Теперь что касается перемонтажа. Он идет уже довольно давно. Он активно начался условно с 1997 года. Норникель, нефть вторая, черная металлургия третья. Четвертая это ВПК. Что теперь? ВПК продано. На базе ВПК есть компании новой программной концепции. "Новолип" продан. Нет, скорее отнят силовым способом. Нефть полупродана, полуотнята силовым способом. Хотя скорее все-таки продана. Что нового? Это компания "Агресс", то есть, миниотраслевая структура "Интерроса", радикально отличается от той, которая была. Вот, пожалуй, и все.

■ ЗАДАНИЕ A ■
С какого года, согласно фрагменту документа, активно начался перемонтаж?

■ СОХРАНЁННЫЕ ЗАПИСИ ■
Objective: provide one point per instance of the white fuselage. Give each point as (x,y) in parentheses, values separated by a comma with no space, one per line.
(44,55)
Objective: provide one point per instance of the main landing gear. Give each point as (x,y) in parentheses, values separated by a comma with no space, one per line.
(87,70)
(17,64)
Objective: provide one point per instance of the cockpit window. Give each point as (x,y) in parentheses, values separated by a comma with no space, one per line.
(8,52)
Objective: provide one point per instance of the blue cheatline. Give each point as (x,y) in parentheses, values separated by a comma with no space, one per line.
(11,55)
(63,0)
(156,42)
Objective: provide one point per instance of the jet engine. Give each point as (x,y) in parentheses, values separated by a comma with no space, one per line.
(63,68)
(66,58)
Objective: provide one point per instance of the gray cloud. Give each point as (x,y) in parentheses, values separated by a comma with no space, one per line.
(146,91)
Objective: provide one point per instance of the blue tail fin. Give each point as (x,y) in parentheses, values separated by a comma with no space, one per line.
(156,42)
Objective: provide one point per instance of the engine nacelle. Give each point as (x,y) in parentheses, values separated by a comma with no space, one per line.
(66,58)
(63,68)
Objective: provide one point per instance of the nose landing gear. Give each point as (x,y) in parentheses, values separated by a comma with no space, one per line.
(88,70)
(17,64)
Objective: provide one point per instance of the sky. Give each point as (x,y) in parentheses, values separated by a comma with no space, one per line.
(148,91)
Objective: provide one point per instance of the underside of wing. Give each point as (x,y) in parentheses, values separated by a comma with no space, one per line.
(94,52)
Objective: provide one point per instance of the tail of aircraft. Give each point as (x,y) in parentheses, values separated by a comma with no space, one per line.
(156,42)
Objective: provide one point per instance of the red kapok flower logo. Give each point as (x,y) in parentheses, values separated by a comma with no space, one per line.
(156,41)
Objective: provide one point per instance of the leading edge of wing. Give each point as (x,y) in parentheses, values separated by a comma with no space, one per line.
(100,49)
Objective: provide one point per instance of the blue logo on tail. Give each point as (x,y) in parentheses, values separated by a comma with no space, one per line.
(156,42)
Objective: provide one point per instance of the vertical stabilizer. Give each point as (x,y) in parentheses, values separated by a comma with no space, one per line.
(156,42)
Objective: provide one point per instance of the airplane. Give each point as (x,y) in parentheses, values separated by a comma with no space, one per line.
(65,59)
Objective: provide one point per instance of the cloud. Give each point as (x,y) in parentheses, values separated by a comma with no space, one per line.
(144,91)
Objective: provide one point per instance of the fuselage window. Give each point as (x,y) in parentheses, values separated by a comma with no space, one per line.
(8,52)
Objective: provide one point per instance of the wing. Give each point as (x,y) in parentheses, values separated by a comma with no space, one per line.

--

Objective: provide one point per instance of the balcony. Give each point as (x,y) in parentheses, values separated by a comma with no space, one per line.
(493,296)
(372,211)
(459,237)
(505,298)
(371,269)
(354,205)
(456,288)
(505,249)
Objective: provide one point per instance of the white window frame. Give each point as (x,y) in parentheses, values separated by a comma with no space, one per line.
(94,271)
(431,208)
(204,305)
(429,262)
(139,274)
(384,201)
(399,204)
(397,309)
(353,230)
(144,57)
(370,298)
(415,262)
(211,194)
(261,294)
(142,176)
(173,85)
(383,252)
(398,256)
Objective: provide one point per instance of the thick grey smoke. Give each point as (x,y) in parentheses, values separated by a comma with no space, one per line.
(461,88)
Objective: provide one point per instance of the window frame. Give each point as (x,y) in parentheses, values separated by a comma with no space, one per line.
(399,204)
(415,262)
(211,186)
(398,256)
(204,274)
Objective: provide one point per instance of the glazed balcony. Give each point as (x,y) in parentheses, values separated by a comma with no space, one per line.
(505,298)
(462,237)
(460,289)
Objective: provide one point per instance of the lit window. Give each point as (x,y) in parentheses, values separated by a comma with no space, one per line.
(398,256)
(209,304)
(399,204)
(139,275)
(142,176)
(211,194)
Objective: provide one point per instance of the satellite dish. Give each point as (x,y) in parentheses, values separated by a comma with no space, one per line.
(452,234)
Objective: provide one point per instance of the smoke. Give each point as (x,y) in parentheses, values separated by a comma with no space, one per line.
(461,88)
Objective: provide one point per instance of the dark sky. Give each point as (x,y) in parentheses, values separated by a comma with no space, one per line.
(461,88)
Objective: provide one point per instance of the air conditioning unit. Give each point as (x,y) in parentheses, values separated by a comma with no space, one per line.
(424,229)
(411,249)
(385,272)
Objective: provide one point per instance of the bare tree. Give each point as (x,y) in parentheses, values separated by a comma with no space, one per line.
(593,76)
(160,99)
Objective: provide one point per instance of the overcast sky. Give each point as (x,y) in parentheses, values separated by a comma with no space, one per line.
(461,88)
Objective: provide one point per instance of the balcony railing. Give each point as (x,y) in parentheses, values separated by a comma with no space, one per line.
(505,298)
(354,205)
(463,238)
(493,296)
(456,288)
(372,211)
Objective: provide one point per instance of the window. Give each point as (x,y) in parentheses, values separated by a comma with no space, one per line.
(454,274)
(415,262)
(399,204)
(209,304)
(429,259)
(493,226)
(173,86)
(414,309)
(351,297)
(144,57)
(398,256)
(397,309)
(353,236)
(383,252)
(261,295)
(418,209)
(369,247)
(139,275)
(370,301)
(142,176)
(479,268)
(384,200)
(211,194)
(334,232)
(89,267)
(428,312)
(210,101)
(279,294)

■ ЗАДАНИЕ B ■
Перепиши часть записей, которая открывается строкой с «Objective: provide one point per instance of the tail» и закрывается строкой с «Objective: provide one point per instance of the wing.», подставив «without a space» вместо «with no space» и больше ничего не меняя. Выведи только эту часть.

■ ИТОГОВЫЙ ОТВЕТ A ■
Условно с 1997 года.

■ ИТОГОВЫЙ ОТВЕТ B ■
Objective: provide one point per instance of the tail of aircraft. Give each point as (x,y) in parentheses, values separated by a comma without a space, one per line.
(156,42)
Objective: provide one point per instance of the red kapok flower logo. Give each point as (x,y) in parentheses, values separated by a comma without a space, one per line.
(156,41)
Objective: provide one point per instance of the leading edge of wing. Give each point as (x,y) in parentheses, values separated by a comma without a space, one per line.
(100,49)
Objective: provide one point per instance of the blue logo on tail. Give each point as (x,y) in parentheses, values separated by a comma without a space, one per line.
(156,42)
Objective: provide one point per instance of the vertical stabilizer. Give each point as (x,y) in parentheses, values separated by a comma without a space, one per line.
(156,42)
Objective: provide one point per instance of the airplane. Give each point as (x,y) in parentheses, values separated by a comma without a space, one per line.
(65,59)
Objective: provide one point per instance of the cloud. Give each point as (x,y) in parentheses, values separated by a comma without a space, one per line.
(144,91)
Objective: provide one point per instance of the fuselage window. Give each point as (x,y) in parentheses, values separated by a comma without a space, one per line.
(8,52)
Objective: provide one point per instance of the wing. Give each point as (x,y) in parentheses, values separated by a comma without a space, one per line.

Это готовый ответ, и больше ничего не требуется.